-- START --
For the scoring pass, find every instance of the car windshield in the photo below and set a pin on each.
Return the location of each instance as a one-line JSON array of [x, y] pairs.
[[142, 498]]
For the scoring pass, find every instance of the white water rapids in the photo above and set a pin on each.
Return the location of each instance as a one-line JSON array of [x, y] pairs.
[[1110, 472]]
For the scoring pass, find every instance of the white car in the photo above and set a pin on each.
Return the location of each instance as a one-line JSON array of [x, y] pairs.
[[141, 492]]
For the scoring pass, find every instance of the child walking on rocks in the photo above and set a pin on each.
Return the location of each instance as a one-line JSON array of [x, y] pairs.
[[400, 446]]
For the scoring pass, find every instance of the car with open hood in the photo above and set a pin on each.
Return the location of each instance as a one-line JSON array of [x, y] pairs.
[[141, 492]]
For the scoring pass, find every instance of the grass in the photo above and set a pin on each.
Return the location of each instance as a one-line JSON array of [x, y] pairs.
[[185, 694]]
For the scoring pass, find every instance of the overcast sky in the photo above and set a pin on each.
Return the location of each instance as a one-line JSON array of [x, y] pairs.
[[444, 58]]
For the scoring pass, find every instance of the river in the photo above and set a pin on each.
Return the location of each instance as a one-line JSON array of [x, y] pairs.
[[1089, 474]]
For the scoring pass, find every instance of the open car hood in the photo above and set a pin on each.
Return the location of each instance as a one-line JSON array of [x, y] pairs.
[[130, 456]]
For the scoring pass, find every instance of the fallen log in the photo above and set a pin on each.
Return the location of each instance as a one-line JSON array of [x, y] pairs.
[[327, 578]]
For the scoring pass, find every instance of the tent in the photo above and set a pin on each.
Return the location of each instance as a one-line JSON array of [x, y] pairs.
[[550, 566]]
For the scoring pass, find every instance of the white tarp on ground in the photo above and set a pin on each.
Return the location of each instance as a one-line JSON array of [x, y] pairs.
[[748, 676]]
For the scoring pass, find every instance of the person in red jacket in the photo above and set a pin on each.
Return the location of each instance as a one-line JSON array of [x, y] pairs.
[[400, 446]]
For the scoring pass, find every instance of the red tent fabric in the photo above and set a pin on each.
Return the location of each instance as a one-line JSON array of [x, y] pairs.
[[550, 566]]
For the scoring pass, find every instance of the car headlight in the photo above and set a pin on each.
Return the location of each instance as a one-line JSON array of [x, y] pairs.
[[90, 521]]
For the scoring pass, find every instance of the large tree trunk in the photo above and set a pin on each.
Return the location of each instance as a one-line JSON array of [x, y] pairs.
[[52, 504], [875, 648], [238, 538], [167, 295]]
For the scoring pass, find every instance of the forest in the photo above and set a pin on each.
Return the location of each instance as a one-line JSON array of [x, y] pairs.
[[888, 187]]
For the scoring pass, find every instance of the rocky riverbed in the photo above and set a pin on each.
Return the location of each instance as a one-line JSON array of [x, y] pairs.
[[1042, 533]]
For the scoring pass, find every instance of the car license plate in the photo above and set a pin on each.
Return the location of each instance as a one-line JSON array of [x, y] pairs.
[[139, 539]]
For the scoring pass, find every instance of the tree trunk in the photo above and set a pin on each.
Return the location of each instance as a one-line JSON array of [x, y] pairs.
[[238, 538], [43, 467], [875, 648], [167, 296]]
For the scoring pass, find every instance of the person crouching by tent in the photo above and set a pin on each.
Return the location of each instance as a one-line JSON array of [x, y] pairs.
-- END --
## Set problem
Rewrite the lines above, replacing every "set a pin" with "place a marker" and leaving everything else unchanged.

## Correct answer
For the scoring pass, find every instance of the car windshield in the photo below and place a marker on each.
Return the location of each instance as a one-line JSON array of [x, y] pairs.
[[142, 498]]
For the scoring pass, find every instance of the white water rapids in the photo above and place a marker on each.
Return the location of each instance as a one-line JSON array of [x, y] pairs.
[[1110, 472]]
For the scoring pass, find every instance of the white car in the photo above and place a marker on each.
Return the location of each instance as a one-line JSON array of [x, y] pairs.
[[141, 492]]
For the scoring pass, find every instance of the child walking on rocks in the photo above and place a marker on each.
Return the location of each instance as a one-line JSON array of [x, y] pairs.
[[400, 446]]
For the scoring pass, find every instance of the car with open hood in the photo above and place a marker on each.
Return the location of each instance as a one-line JSON array of [x, y] pairs.
[[141, 492]]
For the scoring pass, find every instance of the grass in the photo above and place a marker on each.
Return the location of each instance as a one-line JSON array of [x, y] pairs.
[[185, 694]]
For the scoring pass, find every instance of the overcast sky in the photo above and place a marker on each.
Return the location of each instance as a one-line JSON array of [x, y] pairs.
[[444, 58]]
For the scoring pass, find every instance of the river in the photo above and place a marker on each.
Return the location of each instance as a one-line JSON array of [x, y] pairs.
[[1089, 474]]
For the scoring pass, find every instance of the open car hood in the photo above and place a marker on each.
Return the location of each instance as a one-line JSON array of [x, y] pairs.
[[130, 456]]
For the scoring pass, find every instance of the fallen log in the photo above and place a marker on each.
Return the location of each instance as a one-line JSON array of [x, y] pairs.
[[327, 578]]
For the scoring pass, find every instance of the tent in the photo above and place a marker on each.
Return the location of each instance as a one-line JSON array of [x, y] pairs.
[[550, 566]]
For the scoring pass, find every instance of the white tarp on ground in the photo above and place a marker on each.
Return the location of each instance as a one-line JSON array of [x, y] pairs.
[[748, 676]]
For the scoring pass, find every instance of the person in red jacket in the photo above and place a marker on each.
Return the location of each instance as a one-line JSON array of [x, y] pairs.
[[400, 446]]
For the scoring pass, find every instance of the red tent fabric in the photo above and place a marker on each.
Return the location of each instance as a one-line JSON array of [x, y] pairs.
[[550, 566]]
For the scoring pass, find every instance of the car headlight in the photo above and place a marker on each.
Return the location of each instance as a one-line JSON array of [x, y] pairs.
[[90, 521]]
For the scoring pass, find every instance of the large tree trunk in the photo above and place a marker on each.
Return the location of each instance as a one-line JSON array of [x, y] pairs.
[[52, 504], [875, 648], [238, 538], [167, 295]]
For the scoring pass, find every instance of the forest in the photo above and place a marker on each.
Return the location of each instance as a one-line JSON array of [x, y] pairs.
[[888, 187]]
For the scoring pass, find every instance of the rocky riverbed in the photo above and place a marker on each.
Return the location of each instance as a one-line JSON array of [x, y] pairs.
[[1042, 533]]
For the scoring pass, find every instance of the car license plate in the photo above and place a marker on each.
Return the location of each instance as a one-line JSON array of [x, y] pairs.
[[139, 539]]
For the scoring pass, find every instance of the tree trunk in the photo above and place a marker on each.
Return the location of each instance as a one-line JSON array of [x, y] pairs.
[[238, 538], [43, 467], [875, 648], [167, 296]]
For the scoring pass, find every instance of the person crouching by tent in the photo above and place a marker on each.
Return the location of each instance as a one-line JSON array of [x, y] pairs.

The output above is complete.